Look for "Task: annotate the laboratory ceiling." in the listing below, then copy exactly the line it appears in and all lines after it to the end, and nothing more.

- _Information given_
┌──
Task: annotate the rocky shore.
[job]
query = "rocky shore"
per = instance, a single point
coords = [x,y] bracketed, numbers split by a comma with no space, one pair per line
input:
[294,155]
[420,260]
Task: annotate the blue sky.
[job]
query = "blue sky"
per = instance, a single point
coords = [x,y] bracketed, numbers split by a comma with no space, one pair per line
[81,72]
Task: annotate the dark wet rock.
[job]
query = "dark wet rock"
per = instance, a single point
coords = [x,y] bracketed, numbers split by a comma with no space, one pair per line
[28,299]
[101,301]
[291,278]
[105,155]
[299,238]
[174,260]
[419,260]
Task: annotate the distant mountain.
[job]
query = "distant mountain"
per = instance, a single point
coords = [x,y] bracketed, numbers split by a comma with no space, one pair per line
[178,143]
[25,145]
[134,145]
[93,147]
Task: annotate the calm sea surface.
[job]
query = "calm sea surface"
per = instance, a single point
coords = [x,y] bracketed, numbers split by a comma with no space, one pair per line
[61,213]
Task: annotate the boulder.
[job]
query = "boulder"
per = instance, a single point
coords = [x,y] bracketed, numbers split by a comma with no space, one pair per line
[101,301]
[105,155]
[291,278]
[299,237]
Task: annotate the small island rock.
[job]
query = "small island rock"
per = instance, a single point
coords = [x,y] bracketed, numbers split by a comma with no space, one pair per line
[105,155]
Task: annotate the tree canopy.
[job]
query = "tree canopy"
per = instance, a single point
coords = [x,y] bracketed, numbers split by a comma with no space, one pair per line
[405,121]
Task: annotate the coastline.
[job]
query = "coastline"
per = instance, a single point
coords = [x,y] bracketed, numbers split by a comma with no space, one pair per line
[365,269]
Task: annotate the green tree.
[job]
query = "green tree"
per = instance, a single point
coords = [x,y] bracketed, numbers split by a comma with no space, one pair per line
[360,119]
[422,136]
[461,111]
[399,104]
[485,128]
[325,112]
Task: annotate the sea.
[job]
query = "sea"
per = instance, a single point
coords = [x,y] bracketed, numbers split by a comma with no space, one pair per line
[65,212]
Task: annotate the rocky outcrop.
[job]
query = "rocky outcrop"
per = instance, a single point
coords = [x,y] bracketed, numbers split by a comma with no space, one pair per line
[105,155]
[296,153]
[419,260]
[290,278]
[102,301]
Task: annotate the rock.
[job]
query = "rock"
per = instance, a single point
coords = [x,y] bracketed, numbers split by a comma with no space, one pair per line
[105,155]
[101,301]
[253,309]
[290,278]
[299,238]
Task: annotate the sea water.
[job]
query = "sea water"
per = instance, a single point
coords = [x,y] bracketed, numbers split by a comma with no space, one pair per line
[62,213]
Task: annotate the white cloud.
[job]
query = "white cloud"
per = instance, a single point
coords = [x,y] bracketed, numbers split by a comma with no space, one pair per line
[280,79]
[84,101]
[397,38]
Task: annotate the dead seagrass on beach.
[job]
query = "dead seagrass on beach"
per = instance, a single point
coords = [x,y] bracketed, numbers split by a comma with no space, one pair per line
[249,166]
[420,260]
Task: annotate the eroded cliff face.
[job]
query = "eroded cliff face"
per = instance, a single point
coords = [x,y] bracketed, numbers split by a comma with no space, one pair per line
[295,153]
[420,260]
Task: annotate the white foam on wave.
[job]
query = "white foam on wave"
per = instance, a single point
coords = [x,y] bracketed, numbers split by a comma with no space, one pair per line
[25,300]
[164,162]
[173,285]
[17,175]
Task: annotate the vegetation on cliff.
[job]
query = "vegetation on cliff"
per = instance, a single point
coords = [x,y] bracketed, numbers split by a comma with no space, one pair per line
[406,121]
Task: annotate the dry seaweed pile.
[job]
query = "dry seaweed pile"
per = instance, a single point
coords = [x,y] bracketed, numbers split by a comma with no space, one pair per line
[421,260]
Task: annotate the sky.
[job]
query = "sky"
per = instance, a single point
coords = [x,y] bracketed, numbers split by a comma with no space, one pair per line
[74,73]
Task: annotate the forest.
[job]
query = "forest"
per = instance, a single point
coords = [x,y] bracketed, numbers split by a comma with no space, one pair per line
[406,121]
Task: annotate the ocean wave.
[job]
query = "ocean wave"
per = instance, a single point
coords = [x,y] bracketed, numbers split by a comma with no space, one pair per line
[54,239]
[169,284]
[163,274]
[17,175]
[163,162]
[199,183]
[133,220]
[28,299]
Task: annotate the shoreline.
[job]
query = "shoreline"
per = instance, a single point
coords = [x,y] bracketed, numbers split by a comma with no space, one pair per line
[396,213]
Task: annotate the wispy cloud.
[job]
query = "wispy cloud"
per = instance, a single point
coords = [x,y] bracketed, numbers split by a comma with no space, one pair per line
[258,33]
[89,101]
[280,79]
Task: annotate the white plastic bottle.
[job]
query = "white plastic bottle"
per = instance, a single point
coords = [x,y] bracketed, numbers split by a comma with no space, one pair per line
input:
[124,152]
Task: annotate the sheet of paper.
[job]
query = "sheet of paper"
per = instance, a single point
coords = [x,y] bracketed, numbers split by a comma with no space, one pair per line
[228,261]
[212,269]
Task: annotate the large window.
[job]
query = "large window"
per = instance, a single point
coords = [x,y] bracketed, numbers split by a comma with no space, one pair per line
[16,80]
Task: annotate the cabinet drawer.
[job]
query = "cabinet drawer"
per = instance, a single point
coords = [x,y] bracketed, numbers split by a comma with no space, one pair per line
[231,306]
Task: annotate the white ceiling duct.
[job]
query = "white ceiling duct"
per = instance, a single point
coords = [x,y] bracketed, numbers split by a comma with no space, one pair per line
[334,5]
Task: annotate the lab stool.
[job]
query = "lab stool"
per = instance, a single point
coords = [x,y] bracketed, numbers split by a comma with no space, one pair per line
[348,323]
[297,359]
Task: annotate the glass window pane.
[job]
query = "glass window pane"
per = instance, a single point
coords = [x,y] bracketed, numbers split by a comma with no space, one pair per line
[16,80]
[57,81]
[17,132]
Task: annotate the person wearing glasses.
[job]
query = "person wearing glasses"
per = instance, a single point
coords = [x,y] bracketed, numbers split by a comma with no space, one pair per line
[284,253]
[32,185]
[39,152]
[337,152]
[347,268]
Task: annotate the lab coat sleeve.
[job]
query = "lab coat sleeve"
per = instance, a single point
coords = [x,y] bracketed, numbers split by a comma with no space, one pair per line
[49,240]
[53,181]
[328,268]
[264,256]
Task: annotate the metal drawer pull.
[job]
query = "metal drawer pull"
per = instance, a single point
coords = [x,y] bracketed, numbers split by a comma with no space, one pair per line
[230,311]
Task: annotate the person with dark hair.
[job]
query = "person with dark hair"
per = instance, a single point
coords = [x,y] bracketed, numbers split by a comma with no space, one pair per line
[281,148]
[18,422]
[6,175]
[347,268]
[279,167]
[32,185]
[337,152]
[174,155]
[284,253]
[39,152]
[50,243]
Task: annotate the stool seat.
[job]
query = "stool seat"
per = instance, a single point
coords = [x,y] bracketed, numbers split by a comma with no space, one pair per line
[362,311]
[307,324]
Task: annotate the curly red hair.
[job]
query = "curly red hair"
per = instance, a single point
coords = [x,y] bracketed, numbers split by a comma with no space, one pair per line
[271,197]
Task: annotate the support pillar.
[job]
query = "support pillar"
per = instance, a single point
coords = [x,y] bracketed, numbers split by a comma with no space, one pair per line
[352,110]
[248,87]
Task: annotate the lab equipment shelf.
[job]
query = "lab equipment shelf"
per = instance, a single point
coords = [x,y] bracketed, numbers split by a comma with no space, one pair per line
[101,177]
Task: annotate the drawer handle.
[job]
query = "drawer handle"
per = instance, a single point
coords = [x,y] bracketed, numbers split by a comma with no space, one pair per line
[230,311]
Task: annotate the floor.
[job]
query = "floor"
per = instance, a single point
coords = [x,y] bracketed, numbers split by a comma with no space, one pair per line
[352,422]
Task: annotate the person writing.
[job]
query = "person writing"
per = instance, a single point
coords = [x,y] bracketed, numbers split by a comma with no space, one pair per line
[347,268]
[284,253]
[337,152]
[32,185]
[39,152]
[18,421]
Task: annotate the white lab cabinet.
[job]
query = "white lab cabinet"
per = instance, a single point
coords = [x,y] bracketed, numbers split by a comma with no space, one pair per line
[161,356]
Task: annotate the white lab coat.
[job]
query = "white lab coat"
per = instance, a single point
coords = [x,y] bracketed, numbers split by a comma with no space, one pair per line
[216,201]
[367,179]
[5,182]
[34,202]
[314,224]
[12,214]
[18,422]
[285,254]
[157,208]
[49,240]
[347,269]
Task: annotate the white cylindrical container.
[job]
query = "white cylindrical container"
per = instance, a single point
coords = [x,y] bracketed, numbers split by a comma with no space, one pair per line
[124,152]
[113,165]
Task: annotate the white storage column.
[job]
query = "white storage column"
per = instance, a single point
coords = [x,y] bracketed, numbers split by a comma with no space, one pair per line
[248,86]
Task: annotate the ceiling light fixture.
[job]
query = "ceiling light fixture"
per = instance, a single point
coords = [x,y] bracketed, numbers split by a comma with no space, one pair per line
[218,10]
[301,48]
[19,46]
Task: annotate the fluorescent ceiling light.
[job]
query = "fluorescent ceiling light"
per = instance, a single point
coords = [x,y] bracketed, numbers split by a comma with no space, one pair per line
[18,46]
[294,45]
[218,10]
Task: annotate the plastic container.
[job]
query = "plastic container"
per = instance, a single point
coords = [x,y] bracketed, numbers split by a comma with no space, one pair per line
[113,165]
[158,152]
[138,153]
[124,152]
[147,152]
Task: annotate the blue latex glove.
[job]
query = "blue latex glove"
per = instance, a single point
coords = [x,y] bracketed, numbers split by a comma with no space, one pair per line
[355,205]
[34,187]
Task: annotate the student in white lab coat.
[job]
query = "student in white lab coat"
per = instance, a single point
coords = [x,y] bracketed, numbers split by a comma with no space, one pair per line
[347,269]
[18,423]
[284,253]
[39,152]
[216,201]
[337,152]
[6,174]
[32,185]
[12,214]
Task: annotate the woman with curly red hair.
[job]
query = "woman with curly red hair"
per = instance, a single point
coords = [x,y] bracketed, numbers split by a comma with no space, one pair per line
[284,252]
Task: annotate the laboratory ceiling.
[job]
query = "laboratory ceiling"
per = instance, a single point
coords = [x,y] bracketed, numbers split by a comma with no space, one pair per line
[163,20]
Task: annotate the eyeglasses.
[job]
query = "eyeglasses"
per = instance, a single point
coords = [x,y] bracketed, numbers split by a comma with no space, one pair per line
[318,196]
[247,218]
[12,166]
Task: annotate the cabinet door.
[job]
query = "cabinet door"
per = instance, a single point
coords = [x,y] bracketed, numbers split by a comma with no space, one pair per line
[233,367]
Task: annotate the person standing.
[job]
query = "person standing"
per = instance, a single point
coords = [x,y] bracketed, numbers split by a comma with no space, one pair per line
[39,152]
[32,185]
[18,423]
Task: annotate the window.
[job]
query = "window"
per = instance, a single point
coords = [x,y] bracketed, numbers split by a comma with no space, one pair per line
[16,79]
└──
- _Finished answer_
Task: annotate the laboratory ceiling.
[job]
query = "laboratory ceiling"
per = instance, a single point
coords = [x,y] bracketed, numbers split by a comma with no space, one pair per line
[163,20]
Task: annotate the eyeglasses.
[job]
query = "eyeglasses"
per = instance, a single point
coords = [x,y] bracketed, numbers split by a comma with no space, one pair per line
[318,196]
[247,218]
[12,166]
Task: annotate the cabinet door.
[job]
query = "cabinet door"
per = instance, a single point
coords = [x,y] bracketed, numbers split by a comma with no space, one pair per line
[233,367]
Task: annotate the person standing.
[job]
query = "person standing"
per = instance, a single point
coords = [x,y] bracketed, numbers split by a comma with no space, one pair per line
[39,152]
[32,185]
[18,423]
Task: annotate the window.
[job]
query = "window"
per = instance, a single point
coords = [x,y] bracketed, numbers split by a comma with no space, one pair per line
[16,79]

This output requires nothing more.